Entries taken from a collection
※
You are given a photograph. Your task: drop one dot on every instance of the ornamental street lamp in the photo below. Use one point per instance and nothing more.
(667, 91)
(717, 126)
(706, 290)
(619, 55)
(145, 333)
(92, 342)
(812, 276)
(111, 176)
※
Aim of the task:
Retype all of the entries precisely as they are.

Response to this exercise:
You are given a photograph. Your task: drop one dot on every instance of the ornamental street lamp in the photo below. Use one point per instance and nothing more.
(667, 91)
(717, 126)
(706, 290)
(619, 55)
(145, 333)
(92, 342)
(812, 276)
(111, 176)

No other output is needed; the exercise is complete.